- [Record list]:
◆ ◆ ◆ ◆

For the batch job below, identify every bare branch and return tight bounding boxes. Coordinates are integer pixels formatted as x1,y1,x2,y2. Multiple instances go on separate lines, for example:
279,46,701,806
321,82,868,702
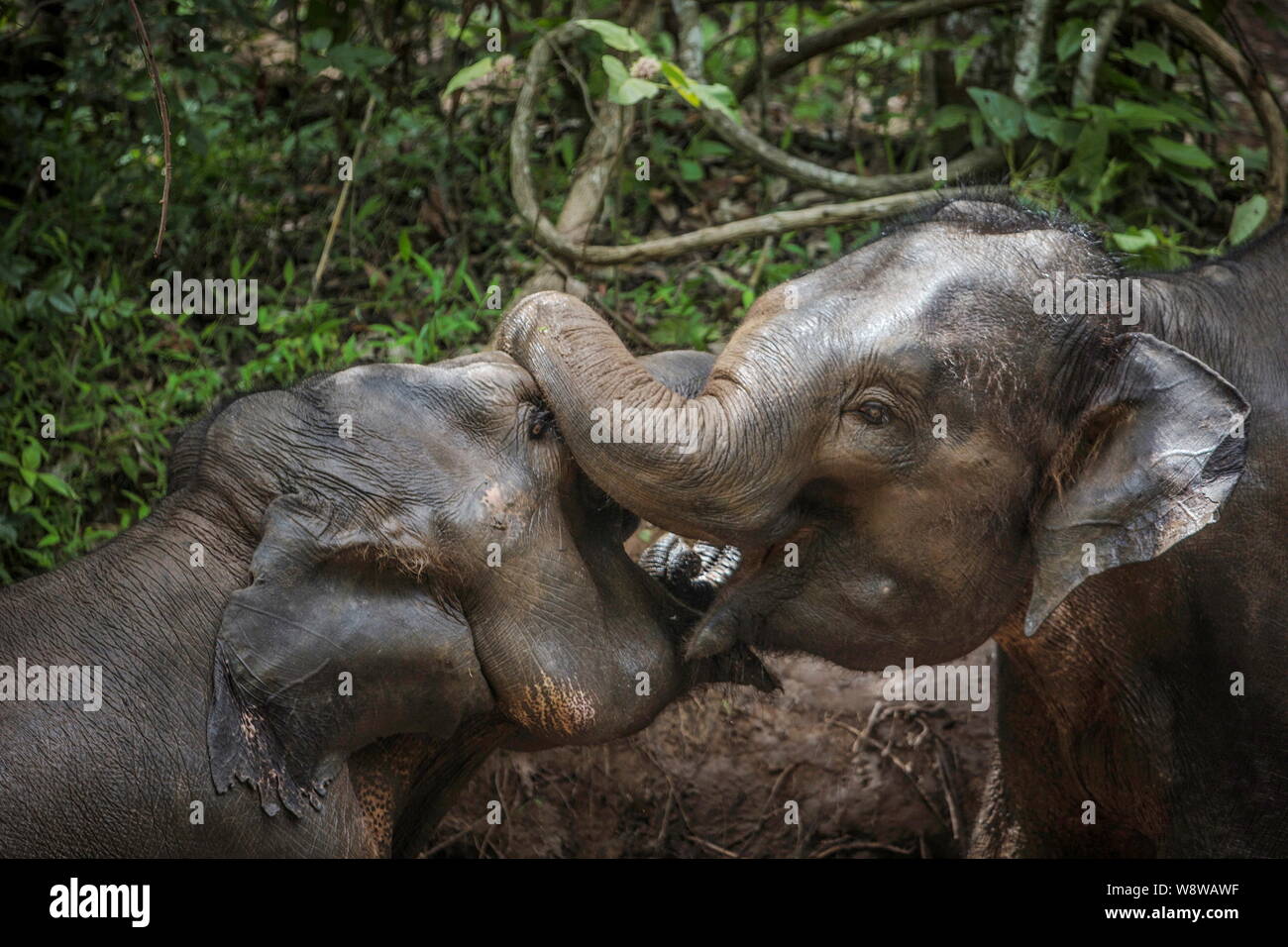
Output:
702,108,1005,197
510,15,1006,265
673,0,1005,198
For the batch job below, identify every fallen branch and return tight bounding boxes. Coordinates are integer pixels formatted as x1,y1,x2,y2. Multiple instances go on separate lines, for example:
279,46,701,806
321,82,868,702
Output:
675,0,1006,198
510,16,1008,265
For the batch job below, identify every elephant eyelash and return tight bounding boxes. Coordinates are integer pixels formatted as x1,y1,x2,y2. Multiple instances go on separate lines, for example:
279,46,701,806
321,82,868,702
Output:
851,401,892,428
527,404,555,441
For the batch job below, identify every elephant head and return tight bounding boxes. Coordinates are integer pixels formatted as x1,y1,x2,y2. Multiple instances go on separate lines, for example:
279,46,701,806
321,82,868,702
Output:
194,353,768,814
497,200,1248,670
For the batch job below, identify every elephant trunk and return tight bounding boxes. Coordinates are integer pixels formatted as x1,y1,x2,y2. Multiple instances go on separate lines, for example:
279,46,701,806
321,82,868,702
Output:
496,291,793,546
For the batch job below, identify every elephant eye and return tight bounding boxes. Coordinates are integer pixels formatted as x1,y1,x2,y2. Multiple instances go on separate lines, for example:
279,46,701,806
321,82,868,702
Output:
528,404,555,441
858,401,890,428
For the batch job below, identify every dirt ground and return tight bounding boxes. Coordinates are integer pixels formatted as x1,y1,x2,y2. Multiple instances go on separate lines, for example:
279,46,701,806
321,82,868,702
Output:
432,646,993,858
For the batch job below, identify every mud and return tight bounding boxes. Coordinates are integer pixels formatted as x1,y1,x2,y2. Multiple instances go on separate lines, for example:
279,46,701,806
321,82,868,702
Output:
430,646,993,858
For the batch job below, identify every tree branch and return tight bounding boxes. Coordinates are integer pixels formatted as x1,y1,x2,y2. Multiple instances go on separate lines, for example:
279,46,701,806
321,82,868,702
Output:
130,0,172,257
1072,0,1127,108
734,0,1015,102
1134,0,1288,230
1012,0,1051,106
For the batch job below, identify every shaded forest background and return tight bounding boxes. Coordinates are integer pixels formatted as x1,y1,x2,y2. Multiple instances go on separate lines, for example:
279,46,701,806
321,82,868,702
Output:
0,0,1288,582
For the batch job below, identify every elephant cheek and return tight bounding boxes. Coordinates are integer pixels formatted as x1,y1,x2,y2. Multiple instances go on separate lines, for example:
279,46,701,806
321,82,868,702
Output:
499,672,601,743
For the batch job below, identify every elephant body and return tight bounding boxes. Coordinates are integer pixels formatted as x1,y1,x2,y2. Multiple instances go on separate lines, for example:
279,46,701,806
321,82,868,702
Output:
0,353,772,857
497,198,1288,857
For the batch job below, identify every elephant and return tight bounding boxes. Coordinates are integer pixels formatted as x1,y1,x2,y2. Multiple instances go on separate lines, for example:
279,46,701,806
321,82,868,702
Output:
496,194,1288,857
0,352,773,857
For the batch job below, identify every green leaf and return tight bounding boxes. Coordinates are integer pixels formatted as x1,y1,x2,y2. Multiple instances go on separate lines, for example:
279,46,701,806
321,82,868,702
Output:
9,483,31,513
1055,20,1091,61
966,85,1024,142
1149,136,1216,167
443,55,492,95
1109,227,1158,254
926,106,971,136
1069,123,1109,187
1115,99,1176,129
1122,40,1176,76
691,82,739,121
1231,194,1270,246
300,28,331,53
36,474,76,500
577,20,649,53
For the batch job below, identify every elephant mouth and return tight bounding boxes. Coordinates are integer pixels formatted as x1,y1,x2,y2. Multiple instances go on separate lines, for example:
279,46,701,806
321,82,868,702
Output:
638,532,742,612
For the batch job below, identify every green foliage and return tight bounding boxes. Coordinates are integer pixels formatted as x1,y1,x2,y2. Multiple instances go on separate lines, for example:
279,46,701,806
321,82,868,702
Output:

◆ ◆ ◆ ◆

- [Aim]: Quote all of the records above word for word, omitting the pictures.

- [Complete answer]:
For the batch job below, identify every bare branch and return tight bounding boxes. Coordinates are integer pixels formatted as x1,y1,x2,y2. Multiple instances go on separate lines, for example:
279,46,701,806
321,82,868,702
Output:
702,108,1005,197
510,15,1006,265
673,0,1005,198
For the batch job below, identify every fallen branch and return tight bounding boxes. Coordinates are integer pixels formatted as x1,y1,x2,y2. Multiple instances go on separate lines, for example:
279,46,701,806
321,82,868,702
Output:
675,0,1006,198
510,16,1008,265
For the batch job below, identify every elephant eyelash and return tight bounding boxes. Coordinates are integer pixels formatted as x1,y1,x2,y2. Multiple instances go on separate lines, for example:
279,46,701,806
321,82,868,702
Output:
851,401,892,428
527,404,555,441
For the batch job below, identify every elephant head and return tight bounding boxes. Coordinates are integer pixels formatted as x1,y1,x2,y2. Multiple instances go on separate lines, for example:
279,46,701,806
321,82,868,702
Output:
194,353,768,814
497,200,1248,670
For the batch job below, identify every elephant trunk and return tight bounding boxes. Coordinates are integer pixels formatted as x1,y1,x2,y2. Multiple instances go on separate lines, for example:
279,46,701,806
321,82,868,702
Output:
496,291,793,546
For the batch job below, identify every elephant eye and return tight bounding boxes. Coordinates are integer pixels formatted as x1,y1,x2,y2. Multiple instances go on separate lines, for example:
279,46,701,806
321,82,868,702
Output:
528,404,555,441
858,401,890,428
For the batch job below, identify every dirt ground and return tight bounding boxes. Coordinates are integer pixels formatted as x1,y1,x2,y2. Multiple instances go on separate lines, for example:
279,46,701,806
321,82,868,702
Output:
432,646,993,858
For the batch job below, identify every mud and return tight bounding boxes. Coordinates are integer pixels formatted as x1,y1,x2,y2. Multiple instances go on separate lines, for example:
279,46,701,806
321,82,868,702
Output:
430,646,993,858
For the batch job below, identify every tree branch and return tight bounding boxes. Coordinates are integer pixels formatted as x1,y1,x2,y2. Multiple instances go on separate lines, for example:
279,46,701,806
321,82,868,702
Output:
130,0,172,257
1072,0,1127,108
734,0,1015,102
1134,0,1288,230
1012,0,1051,106
For the batch job below, identify every shaded forest background and return tight bounding boxes. Coordinates are integer pixels formatted as x1,y1,x2,y2. Multiple instances go on separate lines, for example:
279,46,701,806
321,82,868,702
Output:
0,0,1288,582
For the batch job below, identify every elephant cheek and return tight bounding boxes. Coordinates are integer pixels formatted as x1,y1,x2,y2. Multiple instances go on separate lines, for example:
279,46,701,806
321,82,868,702
Output:
499,672,601,743
For the batch job below, identify every elephant body and return tight bounding boxes. Coordinates are integer pixels formatted as x1,y1,x2,y2. Multiple instances go on separate lines, for example:
279,46,701,806
321,82,868,702
Output:
0,353,772,857
497,198,1288,857
For the batch job below, identify every elephant and return tight bounding boxes. Coordinates are integer pixels formatted as x1,y1,x2,y2. Multiple instances go on separate lines, for example:
279,46,701,806
321,82,868,702
Output:
496,194,1288,857
0,352,773,857
For the batch job below, identify every green leaf and return tight bounding boxes. Coordinates are integer pixels formatted as x1,y1,x2,y2. Multiple instances go on separate lines, for example:
279,46,701,806
321,82,868,702
Output:
9,483,31,513
1055,20,1091,61
966,85,1024,142
1149,136,1216,167
443,55,492,95
1109,227,1158,254
926,106,971,136
1069,123,1109,187
1115,99,1176,129
1122,40,1176,76
691,82,739,121
1231,194,1270,246
300,28,331,53
36,474,76,500
577,20,649,53
For the batch job below, identify every elephant mouth and return tight bounding boxes. Coordinates are integer pixels formatted as x1,y1,x2,y2. Multiple instances go on separate lines, for example:
279,46,701,806
321,82,868,702
Output:
638,532,742,612
For the batch job below, identify every green foliage and return tight bounding boxes. Coordinates are integer pixels formatted as x1,y1,x2,y2. Multiple instances go on separate lines, for example:
279,46,701,806
321,82,868,702
Output:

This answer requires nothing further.